[AUFGABEN]
1 > Schreib aus dem Text über Barthes alles von „Mit seinem Buch“ bis hinunter zu „Argumente zu liefern.“ ab und ersetze dabei „komplexes Denken“ durch „vielschichtiges Denken“.
2 > Durch welches Buch wurde Barthes laut dem Text über Barthes in den 70er-Jahren einem internationalen Publikum bekannt?
3 > Schreib den Text über Barthes nach seinem letzten Satz weiter.

Mit seinem Buch "Fragmente einer Sprache der Liebe" wurde Barthes in den 70er-Jahren einem internationalen Publikum bekannt. Der französische Philosoph und Schriftsteller gilt als einer der Gründungsfiguren des Poststrukturalismus. Barthes habe sich, so scherzt der Literaturwissenschaftler Ottmar Ette, "Zeit seines Lebens mit Fragen der Dummheit" beschäftigt.

Kampf gegen komplexes Denken

Mit dem Zitat weise Barthes darauf hin, dass es einen gesellschaftlichen Kampf darum gebe, was als Wissen gelten kann. Der "gesunde Menschenverstand" sei dabei ein Instrument, um komplexes Denken außer Kraft zu setzen und zwar ohne selbst Argumente zu liefern.

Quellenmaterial

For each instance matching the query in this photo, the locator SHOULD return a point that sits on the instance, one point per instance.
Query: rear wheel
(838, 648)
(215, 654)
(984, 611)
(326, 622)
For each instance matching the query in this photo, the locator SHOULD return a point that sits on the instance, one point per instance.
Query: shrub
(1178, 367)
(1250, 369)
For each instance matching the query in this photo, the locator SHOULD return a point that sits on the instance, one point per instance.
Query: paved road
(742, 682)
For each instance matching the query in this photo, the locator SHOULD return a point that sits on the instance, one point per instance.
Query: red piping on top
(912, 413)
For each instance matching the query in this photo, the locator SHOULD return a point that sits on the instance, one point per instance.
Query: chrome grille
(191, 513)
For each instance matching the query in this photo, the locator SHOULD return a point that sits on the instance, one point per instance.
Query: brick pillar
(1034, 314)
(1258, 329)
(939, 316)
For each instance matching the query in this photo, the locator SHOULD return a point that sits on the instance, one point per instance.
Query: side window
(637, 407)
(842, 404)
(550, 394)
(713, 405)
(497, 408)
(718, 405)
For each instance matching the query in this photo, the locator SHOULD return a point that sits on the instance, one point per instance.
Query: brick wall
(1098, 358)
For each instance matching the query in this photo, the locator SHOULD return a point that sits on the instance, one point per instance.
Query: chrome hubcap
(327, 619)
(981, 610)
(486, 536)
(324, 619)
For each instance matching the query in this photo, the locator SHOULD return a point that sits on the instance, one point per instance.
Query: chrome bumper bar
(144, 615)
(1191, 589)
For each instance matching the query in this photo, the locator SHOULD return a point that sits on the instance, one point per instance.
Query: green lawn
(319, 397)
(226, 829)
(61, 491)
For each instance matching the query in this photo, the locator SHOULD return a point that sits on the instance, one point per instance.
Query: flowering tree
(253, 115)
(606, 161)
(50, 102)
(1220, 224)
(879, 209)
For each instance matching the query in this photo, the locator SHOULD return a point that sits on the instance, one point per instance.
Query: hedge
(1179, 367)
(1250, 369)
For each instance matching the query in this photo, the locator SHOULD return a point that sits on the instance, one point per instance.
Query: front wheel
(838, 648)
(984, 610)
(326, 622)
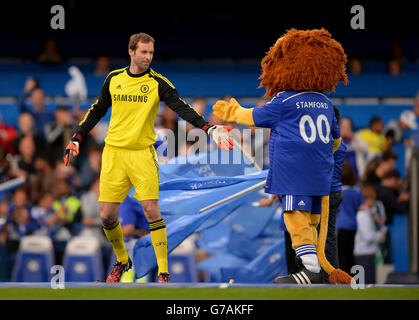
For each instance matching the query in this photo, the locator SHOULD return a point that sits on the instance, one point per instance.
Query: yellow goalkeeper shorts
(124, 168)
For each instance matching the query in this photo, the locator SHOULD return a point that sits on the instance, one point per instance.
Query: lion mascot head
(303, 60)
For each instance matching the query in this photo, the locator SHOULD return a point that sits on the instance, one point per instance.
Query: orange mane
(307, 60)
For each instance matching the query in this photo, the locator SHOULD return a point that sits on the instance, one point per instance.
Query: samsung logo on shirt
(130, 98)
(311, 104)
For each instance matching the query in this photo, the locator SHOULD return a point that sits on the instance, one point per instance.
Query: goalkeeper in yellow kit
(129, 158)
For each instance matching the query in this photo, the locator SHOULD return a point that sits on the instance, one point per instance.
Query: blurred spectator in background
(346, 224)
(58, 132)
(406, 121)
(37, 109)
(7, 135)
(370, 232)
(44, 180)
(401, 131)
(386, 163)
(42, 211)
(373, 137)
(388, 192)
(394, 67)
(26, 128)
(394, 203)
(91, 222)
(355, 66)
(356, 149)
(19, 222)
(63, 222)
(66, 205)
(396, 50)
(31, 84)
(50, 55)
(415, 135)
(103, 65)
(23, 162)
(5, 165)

--

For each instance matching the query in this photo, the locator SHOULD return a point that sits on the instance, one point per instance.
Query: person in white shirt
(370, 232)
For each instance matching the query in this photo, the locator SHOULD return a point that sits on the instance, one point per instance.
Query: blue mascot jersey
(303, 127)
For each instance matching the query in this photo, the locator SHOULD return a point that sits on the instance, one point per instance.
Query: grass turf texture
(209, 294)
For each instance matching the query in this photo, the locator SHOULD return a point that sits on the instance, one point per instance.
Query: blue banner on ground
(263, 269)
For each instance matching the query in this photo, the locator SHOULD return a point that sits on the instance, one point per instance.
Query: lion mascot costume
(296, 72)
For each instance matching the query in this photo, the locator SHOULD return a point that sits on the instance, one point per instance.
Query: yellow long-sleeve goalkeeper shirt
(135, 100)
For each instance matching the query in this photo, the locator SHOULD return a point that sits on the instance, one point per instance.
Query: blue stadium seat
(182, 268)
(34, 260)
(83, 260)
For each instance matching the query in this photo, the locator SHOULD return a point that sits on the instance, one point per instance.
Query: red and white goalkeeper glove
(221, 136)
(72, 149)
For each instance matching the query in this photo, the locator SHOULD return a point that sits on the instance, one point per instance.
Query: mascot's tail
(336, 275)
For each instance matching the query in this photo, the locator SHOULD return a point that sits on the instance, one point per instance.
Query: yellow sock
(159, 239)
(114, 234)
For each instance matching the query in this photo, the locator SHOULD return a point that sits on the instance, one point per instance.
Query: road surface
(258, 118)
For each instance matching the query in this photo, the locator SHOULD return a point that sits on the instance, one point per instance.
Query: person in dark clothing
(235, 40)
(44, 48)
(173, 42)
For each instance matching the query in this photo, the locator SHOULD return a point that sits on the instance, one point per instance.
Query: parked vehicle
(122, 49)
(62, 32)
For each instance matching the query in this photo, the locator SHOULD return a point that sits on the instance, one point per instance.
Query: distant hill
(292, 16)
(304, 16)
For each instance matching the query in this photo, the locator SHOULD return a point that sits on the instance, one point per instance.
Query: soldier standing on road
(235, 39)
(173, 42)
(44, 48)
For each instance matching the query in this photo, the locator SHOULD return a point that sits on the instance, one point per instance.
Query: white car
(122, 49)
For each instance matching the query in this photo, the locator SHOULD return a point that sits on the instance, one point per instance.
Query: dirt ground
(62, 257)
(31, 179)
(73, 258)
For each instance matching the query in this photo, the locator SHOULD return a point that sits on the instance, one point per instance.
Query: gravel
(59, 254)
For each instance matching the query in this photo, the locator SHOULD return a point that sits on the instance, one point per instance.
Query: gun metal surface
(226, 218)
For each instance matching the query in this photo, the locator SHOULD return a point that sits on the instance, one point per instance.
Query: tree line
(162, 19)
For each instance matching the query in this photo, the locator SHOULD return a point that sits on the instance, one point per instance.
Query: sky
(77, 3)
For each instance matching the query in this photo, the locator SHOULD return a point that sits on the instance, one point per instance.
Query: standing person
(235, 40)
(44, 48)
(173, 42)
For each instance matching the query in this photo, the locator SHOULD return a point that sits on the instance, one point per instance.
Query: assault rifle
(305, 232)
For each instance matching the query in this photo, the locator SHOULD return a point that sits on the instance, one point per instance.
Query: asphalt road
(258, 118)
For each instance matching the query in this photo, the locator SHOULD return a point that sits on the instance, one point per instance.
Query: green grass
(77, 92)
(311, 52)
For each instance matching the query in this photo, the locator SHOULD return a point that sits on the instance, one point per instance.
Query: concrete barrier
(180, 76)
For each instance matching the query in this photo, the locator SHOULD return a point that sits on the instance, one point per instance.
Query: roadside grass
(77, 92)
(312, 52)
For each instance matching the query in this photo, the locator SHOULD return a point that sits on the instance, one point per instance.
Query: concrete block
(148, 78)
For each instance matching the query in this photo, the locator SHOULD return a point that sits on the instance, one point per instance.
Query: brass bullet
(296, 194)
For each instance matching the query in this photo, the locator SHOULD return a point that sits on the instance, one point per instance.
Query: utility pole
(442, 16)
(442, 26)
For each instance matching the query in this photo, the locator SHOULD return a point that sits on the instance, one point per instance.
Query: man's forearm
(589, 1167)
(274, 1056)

---

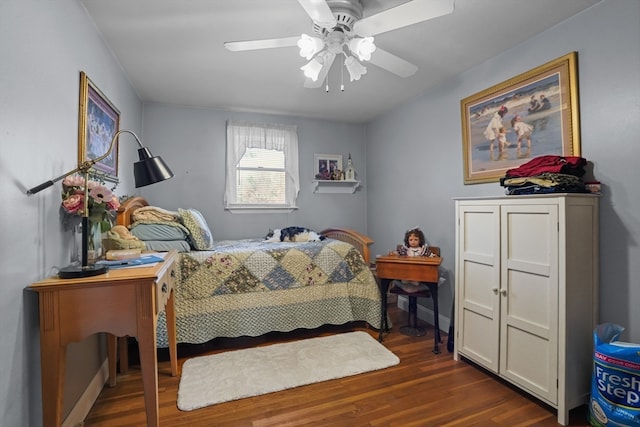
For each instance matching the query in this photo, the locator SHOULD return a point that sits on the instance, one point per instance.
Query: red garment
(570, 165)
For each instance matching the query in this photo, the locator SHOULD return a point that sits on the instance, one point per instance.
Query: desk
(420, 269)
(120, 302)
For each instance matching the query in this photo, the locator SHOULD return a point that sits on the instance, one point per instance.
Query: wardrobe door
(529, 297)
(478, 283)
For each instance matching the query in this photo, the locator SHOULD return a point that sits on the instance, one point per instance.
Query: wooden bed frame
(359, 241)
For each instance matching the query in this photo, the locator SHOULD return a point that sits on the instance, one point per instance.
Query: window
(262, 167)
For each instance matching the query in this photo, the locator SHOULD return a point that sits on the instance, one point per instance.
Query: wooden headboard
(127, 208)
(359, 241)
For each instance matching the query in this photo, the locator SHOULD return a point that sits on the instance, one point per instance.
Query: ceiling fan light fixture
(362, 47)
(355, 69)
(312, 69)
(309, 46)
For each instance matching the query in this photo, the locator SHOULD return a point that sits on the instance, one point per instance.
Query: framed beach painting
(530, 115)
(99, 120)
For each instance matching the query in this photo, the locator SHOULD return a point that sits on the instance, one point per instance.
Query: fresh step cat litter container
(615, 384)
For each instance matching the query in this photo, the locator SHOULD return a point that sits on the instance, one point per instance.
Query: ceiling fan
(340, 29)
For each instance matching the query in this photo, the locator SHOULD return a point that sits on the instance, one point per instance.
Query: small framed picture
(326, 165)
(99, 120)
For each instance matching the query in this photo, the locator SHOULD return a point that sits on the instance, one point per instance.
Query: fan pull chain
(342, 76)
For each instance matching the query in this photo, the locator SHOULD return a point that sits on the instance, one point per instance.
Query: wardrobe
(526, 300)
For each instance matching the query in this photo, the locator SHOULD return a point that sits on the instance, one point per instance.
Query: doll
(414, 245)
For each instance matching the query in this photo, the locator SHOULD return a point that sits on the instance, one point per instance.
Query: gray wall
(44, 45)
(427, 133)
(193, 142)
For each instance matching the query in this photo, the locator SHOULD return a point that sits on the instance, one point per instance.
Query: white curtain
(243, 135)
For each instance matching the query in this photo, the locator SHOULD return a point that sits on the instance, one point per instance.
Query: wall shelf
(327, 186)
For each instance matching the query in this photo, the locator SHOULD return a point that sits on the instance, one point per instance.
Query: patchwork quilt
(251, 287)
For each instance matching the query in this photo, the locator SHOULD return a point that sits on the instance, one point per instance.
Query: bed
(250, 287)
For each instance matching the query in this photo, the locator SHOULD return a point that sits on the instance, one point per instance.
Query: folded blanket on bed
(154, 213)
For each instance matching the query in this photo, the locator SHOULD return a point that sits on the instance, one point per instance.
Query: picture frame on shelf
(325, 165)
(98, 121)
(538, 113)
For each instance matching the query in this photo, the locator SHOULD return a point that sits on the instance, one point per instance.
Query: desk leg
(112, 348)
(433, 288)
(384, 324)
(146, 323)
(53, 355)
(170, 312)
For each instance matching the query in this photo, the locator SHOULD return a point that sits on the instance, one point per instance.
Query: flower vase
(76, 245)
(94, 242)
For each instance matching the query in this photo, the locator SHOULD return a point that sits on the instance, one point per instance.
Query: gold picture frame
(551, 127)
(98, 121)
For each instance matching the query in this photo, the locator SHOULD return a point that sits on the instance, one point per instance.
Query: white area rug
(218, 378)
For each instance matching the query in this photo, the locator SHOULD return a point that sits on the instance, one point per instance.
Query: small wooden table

[LÖSUNGEN]
1 >
Mit seinem Buch "Fragmente einer Sprache der Liebe" wurde Barthes in den 70er-Jahren einem internationalen Publikum bekannt. Der französische Philosoph und Schriftsteller gilt als einer der Gründungsfiguren des Poststrukturalismus. Barthes habe sich, so scherzt der Literaturwissenschaftler Ottmar Ette, "Zeit seines Lebens mit Fragen der Dummheit" beschäftigt.

Kampf gegen vielschichtiges Denken

Mit dem Zitat weise Barthes darauf hin, dass es einen gesellschaftlichen Kampf darum gebe, was als Wissen gelten kann. Der "gesunde Menschenverstand" sei dabei ein Instrument, um vielschichtiges Denken außer Kraft zu setzen und zwar ohne selbst Argumente zu liefern.

2 > Durch „Fragmente einer Sprache der Liebe“.

3 >
"Nichts wird so heiß gegessen, wie es gekocht wird" – mit Floskeln wie dieser versuchten faschistoide Bewegungen heute zum Beispiel die Autorität von wissenschaftlichen Klimastudien zu untergraben. "Wenn ich mit einem solchen Satz komme, dann entkräfte ich immer eine bestimmte Art der Intelligenz, nämlich komplexe Sachverhalte darzustellen, zu belegen und an Argumenten zu entwickeln".
Letztlich, meint Ottmar Ette, ginge es dabei vor allem darum, sich der Frage nach gesellschaftlicher Verantwortung zu entziehen. Zu Zeiten von Barthes genauso wie heute.